- WHAT NEEDS TO BE DONE -
Rewrite every line of the records below as a JSON list of strings, with one string per line and blank lines omitted.

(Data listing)

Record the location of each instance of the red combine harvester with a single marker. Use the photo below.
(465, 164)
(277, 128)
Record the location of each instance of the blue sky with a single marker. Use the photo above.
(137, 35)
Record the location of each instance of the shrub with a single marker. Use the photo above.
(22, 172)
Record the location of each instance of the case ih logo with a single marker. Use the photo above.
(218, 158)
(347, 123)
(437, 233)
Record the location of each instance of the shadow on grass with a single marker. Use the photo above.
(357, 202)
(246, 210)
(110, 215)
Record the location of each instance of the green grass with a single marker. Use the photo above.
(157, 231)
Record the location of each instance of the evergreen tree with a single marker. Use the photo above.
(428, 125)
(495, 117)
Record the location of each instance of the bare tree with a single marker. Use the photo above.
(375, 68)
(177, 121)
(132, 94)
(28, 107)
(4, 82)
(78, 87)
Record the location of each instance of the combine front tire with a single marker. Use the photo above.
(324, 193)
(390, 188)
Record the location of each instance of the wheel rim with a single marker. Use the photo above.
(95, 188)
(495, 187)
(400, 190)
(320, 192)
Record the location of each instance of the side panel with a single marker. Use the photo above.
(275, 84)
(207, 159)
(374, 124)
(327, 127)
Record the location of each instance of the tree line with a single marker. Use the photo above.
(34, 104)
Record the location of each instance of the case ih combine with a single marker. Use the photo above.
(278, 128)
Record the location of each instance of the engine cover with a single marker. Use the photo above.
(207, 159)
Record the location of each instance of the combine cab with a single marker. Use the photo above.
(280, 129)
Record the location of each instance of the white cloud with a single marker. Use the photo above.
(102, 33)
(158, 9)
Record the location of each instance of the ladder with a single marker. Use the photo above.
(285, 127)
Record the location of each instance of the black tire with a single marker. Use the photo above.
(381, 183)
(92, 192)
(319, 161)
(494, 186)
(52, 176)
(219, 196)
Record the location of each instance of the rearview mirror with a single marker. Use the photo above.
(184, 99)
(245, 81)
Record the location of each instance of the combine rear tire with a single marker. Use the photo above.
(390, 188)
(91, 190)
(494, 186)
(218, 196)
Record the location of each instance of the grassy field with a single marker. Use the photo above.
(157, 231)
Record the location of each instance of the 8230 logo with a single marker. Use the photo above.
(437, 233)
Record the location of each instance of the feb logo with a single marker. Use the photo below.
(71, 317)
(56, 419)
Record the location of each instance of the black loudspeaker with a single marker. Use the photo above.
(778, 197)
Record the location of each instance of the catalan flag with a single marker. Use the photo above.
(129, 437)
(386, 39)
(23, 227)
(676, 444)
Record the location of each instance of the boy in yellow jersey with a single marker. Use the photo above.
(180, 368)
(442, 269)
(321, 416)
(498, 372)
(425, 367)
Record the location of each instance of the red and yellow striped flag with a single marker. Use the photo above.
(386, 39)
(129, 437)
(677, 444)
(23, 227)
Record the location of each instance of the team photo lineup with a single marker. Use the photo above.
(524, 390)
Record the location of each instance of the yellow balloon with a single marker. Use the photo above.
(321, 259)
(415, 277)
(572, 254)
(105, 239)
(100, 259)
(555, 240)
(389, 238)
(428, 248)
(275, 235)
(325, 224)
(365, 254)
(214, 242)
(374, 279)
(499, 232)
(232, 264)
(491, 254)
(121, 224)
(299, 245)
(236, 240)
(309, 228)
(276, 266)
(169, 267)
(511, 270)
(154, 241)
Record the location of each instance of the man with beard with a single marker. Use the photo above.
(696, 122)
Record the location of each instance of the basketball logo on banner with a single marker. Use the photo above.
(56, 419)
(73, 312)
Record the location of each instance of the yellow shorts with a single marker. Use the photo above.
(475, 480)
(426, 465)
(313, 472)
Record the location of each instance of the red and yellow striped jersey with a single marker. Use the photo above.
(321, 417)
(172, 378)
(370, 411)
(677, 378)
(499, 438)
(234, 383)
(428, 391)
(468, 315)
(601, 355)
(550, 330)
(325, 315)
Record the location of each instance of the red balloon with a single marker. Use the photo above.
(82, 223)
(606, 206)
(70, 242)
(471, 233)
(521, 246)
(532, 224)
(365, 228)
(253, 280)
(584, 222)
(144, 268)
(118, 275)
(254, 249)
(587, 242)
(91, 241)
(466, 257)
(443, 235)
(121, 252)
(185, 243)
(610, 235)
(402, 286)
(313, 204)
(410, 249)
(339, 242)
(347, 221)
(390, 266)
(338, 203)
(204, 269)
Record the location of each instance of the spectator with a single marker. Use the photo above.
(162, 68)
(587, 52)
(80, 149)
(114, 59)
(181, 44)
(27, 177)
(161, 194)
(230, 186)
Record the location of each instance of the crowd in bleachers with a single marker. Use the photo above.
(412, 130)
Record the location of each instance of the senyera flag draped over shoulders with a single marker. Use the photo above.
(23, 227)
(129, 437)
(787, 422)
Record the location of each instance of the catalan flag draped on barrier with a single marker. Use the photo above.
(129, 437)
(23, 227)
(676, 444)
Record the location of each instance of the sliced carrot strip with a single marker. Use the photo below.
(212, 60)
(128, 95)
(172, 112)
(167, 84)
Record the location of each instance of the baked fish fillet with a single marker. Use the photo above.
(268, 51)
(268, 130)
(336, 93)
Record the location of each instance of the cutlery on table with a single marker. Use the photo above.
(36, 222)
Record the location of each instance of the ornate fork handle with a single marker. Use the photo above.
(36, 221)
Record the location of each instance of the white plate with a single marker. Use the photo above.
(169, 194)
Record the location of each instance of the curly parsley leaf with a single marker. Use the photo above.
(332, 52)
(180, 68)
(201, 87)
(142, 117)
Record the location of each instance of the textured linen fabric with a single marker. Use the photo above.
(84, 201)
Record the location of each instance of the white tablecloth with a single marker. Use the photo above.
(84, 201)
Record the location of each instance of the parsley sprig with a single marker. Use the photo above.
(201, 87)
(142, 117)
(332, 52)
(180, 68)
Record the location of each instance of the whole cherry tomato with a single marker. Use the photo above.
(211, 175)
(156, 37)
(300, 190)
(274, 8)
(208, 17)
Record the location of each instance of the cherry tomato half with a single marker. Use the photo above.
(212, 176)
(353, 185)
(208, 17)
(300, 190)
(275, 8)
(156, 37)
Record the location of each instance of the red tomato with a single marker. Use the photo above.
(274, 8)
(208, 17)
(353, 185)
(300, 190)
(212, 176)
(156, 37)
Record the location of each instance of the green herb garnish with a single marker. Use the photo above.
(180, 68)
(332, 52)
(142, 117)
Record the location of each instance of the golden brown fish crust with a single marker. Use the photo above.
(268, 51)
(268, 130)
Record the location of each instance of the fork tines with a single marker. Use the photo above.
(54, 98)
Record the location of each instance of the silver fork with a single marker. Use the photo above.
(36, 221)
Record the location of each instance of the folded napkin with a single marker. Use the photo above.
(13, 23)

- IN RESPONSE -
[
  "Record the location of each instance of the red combine harvester with a single marker. Use the photo below.",
  "(465, 164)",
  "(277, 128)",
  "Record the location of each instance of the blue sky with a single marker. Use the photo above.",
  "(137, 35)",
  "Record the location of each instance of the shrub with a single marker. Use the photo above.",
  "(22, 172)",
  "Record the location of each instance of the case ih logo with a single marker. Use the photo above.",
  "(218, 158)",
  "(347, 123)",
  "(437, 233)",
  "Record the location of each instance of the shadow on grass with a single marker. Use the photo above.",
  "(357, 202)",
  "(246, 210)",
  "(110, 215)",
  "Record the location of each instance of the green grass with a single marker. Use the photo above.",
  "(157, 231)",
  "Record the location of each instance of the evergreen tree with a single marker. Use the photo above.",
  "(428, 125)",
  "(495, 117)",
  "Record the location of each instance of the bare tree with a single marker. Use the photo above.",
  "(375, 68)",
  "(177, 121)",
  "(132, 94)",
  "(28, 107)",
  "(4, 82)",
  "(78, 87)",
  "Record the location of each instance of the combine front tire with a single marker. Use the photo above.",
  "(324, 193)",
  "(390, 188)",
  "Record the location of each instance of the wheel rim with a single marker. Use the photo above.",
  "(95, 188)",
  "(495, 187)",
  "(400, 190)",
  "(320, 192)",
  "Record the location of each instance of the side panel with a single marker. Use the photo above.",
  "(275, 84)",
  "(207, 159)",
  "(374, 124)",
  "(327, 127)",
  "Record the location of each instance of the tree line with a single marker. Use the photo above.",
  "(34, 104)",
  "Record the location of each instance of the case ih combine with a single marker. Use the photo above.",
  "(278, 128)",
  "Record the location of each instance of the engine cover with a single marker. Use the photo above.",
  "(207, 159)",
  "Record the location of each instance of the combine cab with a single marker. Use the photo above.",
  "(280, 129)",
  "Record the location of each instance of the white cloud with a single marker. Use the photo above.",
  "(102, 33)",
  "(158, 9)",
  "Record the location of each instance of the ladder with a single marker. Use the photo above.",
  "(285, 127)",
  "Record the location of each instance of the black tire with a single marker. Use the photo above.",
  "(381, 183)",
  "(92, 192)",
  "(319, 161)",
  "(494, 186)",
  "(52, 176)",
  "(219, 196)",
  "Record the location of each instance of the rearview mirror with a single marker. Use the photo above.",
  "(184, 99)",
  "(245, 81)",
  "Record the location of each instance of the combine rear tire with a single marker. Use the photo above.",
  "(390, 188)",
  "(91, 190)",
  "(494, 186)",
  "(218, 196)",
  "Record the location of each instance of the grassy field with a single marker. Use the photo above.",
  "(157, 231)",
  "Record the location of each instance of the 8230 logo with a single marker. Use the photo above.",
  "(437, 233)",
  "Record the location of each instance of the feb logo with a single marker. Use the photo below.",
  "(71, 317)",
  "(56, 419)",
  "Record the location of each instance of the black loudspeaker with a single marker. Use the photo above.",
  "(778, 197)",
  "Record the location of each instance of the catalan flag with a single marker. Use the photo above.",
  "(129, 437)",
  "(386, 39)",
  "(23, 227)",
  "(676, 444)",
  "Record the location of each instance of the boy in yellow jersey with a single marker. Use the photo above.",
  "(180, 368)",
  "(442, 269)",
  "(321, 416)",
  "(498, 372)",
  "(425, 367)",
  "Record the location of each instance of the red and yellow striped flag with a single marker. Use the photo above.",
  "(386, 39)",
  "(129, 437)",
  "(677, 444)",
  "(23, 227)",
  "Record the location of each instance of the team photo lineup with a single marker. Use the photo above.",
  "(524, 390)",
  "Record the location of each instance of the yellow balloon with a single marker. Use the photo above.",
  "(321, 259)",
  "(415, 277)",
  "(572, 254)",
  "(105, 239)",
  "(100, 259)",
  "(555, 240)",
  "(389, 238)",
  "(428, 248)",
  "(275, 235)",
  "(325, 224)",
  "(365, 254)",
  "(214, 242)",
  "(374, 279)",
  "(499, 232)",
  "(232, 264)",
  "(491, 254)",
  "(121, 224)",
  "(299, 245)",
  "(236, 240)",
  "(309, 228)",
  "(276, 266)",
  "(169, 267)",
  "(511, 270)",
  "(154, 241)",
  "Record the location of each instance of the man with beard with a single marker. Use the photo above.",
  "(696, 122)",
  "Record the location of each instance of the basketball logo on banner with a single marker. Use the photo above.",
  "(56, 419)",
  "(73, 312)",
  "Record the location of each instance of the yellow shorts with a single marker. Use the photo above.",
  "(475, 480)",
  "(426, 465)",
  "(313, 472)",
  "Record the location of each instance of the red and yellow striped jersey with a single marker. Use the photo above.",
  "(321, 417)",
  "(172, 378)",
  "(370, 411)",
  "(677, 378)",
  "(499, 438)",
  "(234, 383)",
  "(428, 391)",
  "(468, 315)",
  "(601, 355)",
  "(550, 330)",
  "(325, 315)",
  "Record the location of each instance of the red balloon with a single marker. Use the photo above.",
  "(82, 223)",
  "(606, 206)",
  "(70, 242)",
  "(471, 233)",
  "(521, 246)",
  "(532, 224)",
  "(365, 228)",
  "(253, 280)",
  "(584, 222)",
  "(144, 268)",
  "(118, 275)",
  "(254, 249)",
  "(587, 242)",
  "(91, 241)",
  "(466, 257)",
  "(443, 235)",
  "(121, 252)",
  "(185, 243)",
  "(610, 235)",
  "(402, 286)",
  "(313, 204)",
  "(410, 249)",
  "(339, 242)",
  "(347, 221)",
  "(390, 266)",
  "(338, 203)",
  "(204, 269)",
  "Record the location of each instance of the spectator with a single marker. Use the photo above.",
  "(162, 68)",
  "(587, 52)",
  "(80, 149)",
  "(114, 59)",
  "(181, 44)",
  "(27, 177)",
  "(161, 194)",
  "(230, 186)",
  "Record the location of each instance of the crowd in bleachers with a single marker. Use the photo above.",
  "(412, 130)",
  "Record the location of each instance of the senyera flag draped over shoulders with a single marker. Use the photo above.",
  "(23, 227)",
  "(129, 437)",
  "(787, 422)",
  "Record the location of each instance of the catalan flag draped on barrier with a single marker. Use the photo above.",
  "(129, 437)",
  "(23, 227)",
  "(676, 444)",
  "Record the location of each instance of the sliced carrot strip with a single marker. Use the photo below.",
  "(212, 60)",
  "(128, 95)",
  "(172, 112)",
  "(167, 84)",
  "Record the location of each instance of the baked fish fillet with a single marker. Use the photo above.",
  "(268, 51)",
  "(268, 130)",
  "(336, 93)",
  "Record the location of each instance of the cutlery on table with a single marker. Use the photo above.",
  "(36, 222)",
  "Record the location of each instance of the ornate fork handle with a single marker. Use the photo above.",
  "(36, 221)",
  "Record the location of each instance of the white plate with a single marker. Use the photo above.",
  "(169, 194)",
  "Record the location of each instance of the curly parsley leaf with a single marker. Use the photo above.",
  "(332, 52)",
  "(180, 68)",
  "(201, 87)",
  "(142, 117)",
  "Record the location of each instance of the textured linen fabric with a single marker. Use the photo above.",
  "(84, 201)",
  "Record the location of each instance of the white tablecloth with a single marker. Use the photo above.",
  "(84, 201)",
  "Record the location of each instance of the parsley sprig with a single marker. Use the photo above.",
  "(201, 87)",
  "(142, 117)",
  "(332, 52)",
  "(180, 68)",
  "Record the location of each instance of the whole cherry tomato with a single marker. Use the photo above.",
  "(211, 175)",
  "(156, 37)",
  "(300, 190)",
  "(274, 8)",
  "(208, 17)",
  "Record the location of each instance of the cherry tomato half with a single marker. Use the photo above.",
  "(212, 176)",
  "(353, 185)",
  "(208, 17)",
  "(300, 190)",
  "(275, 8)",
  "(156, 37)",
  "Record the location of each instance of the red tomato with a single marker. Use the photo above.",
  "(274, 8)",
  "(208, 17)",
  "(353, 185)",
  "(300, 190)",
  "(212, 176)",
  "(156, 37)",
  "Record the location of each instance of the green herb garnish with a single marker. Use the photo above.",
  "(180, 68)",
  "(332, 52)",
  "(142, 117)",
  "Record the location of each instance of the golden brown fish crust with a single marker. Use the photo above.",
  "(268, 51)",
  "(268, 130)",
  "Record the location of each instance of the fork tines with a single marker. Use the photo above.",
  "(54, 98)",
  "Record the location of each instance of the silver fork with a single marker. Use the photo above.",
  "(36, 221)",
  "Record the location of each instance of the folded napkin with a single marker. Use the photo above.",
  "(13, 23)"
]